* Input records:

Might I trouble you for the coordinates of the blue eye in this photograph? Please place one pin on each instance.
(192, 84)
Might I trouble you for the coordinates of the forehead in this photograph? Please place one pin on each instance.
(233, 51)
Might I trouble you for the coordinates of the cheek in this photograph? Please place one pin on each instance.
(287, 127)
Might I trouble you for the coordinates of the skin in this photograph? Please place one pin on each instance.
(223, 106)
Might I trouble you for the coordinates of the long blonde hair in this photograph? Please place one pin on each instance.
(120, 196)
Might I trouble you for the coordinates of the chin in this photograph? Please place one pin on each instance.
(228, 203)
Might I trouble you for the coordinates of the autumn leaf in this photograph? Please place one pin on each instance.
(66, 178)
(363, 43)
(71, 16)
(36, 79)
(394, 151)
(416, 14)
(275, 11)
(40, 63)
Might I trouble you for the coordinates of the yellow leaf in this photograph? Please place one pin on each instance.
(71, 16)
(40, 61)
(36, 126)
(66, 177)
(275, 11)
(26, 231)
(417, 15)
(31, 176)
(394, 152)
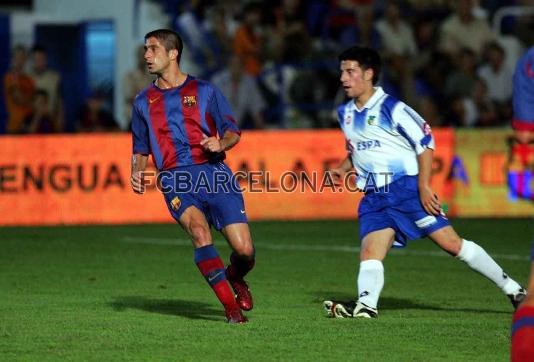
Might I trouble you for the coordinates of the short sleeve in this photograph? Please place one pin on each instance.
(140, 139)
(220, 111)
(410, 125)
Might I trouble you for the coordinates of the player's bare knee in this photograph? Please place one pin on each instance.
(200, 234)
(366, 254)
(452, 245)
(244, 250)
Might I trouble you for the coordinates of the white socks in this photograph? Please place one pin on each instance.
(370, 282)
(477, 258)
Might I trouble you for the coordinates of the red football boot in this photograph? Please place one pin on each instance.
(234, 316)
(242, 293)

* What you are asked to do: Transcribe the material exactly, leaving every picture out.

* Response:
Might I trouble you for the coordinates of the blue eye in this photograph? Please place one pin on each instance.
(192, 84)
Might I trouble you for the coordinates of the forehead in this photograph? Please place one pin on each instance.
(233, 51)
Might I trouble you for the coordinates of the cheek in this photograph? Please place one pin on each instance.
(287, 127)
Might I trouble you for the coordinates of the skin in this photograph? Please place one pin on each instance.
(223, 106)
Might I trouble you for the coordinates of the long blonde hair in this photograph? Please place one pin on each instance.
(120, 196)
Might I trouble you for the coordinates of the chin in this photograph? Please place one pin on each instance.
(228, 203)
Might I trouble you for the coordinates of the autumn leaf in this photograph? Please place one pin on each instance.
(66, 178)
(363, 43)
(71, 16)
(36, 79)
(394, 151)
(416, 14)
(275, 11)
(40, 63)
Might I trouble you for the coordinates of the yellow leaf in this photograph? Please place one pin on each instance.
(71, 16)
(40, 61)
(36, 126)
(66, 177)
(275, 11)
(26, 231)
(417, 15)
(31, 176)
(394, 152)
Might I trouble you for the coordinates of the short sleeve in this photograph? Please place one pin on each instance.
(140, 139)
(220, 111)
(410, 125)
Might I trouble you for the coordinates of the player's bare knee in this photograph? Please place one pin on each instance.
(200, 234)
(366, 254)
(452, 245)
(244, 250)
Might I trouble you for the coordinates of the white socks in this photograph? Please place one pin on each instance.
(370, 282)
(477, 258)
Might I trouble you for the coordinates of the red football boot in this photograph? Please place one pin on each instance.
(234, 316)
(242, 293)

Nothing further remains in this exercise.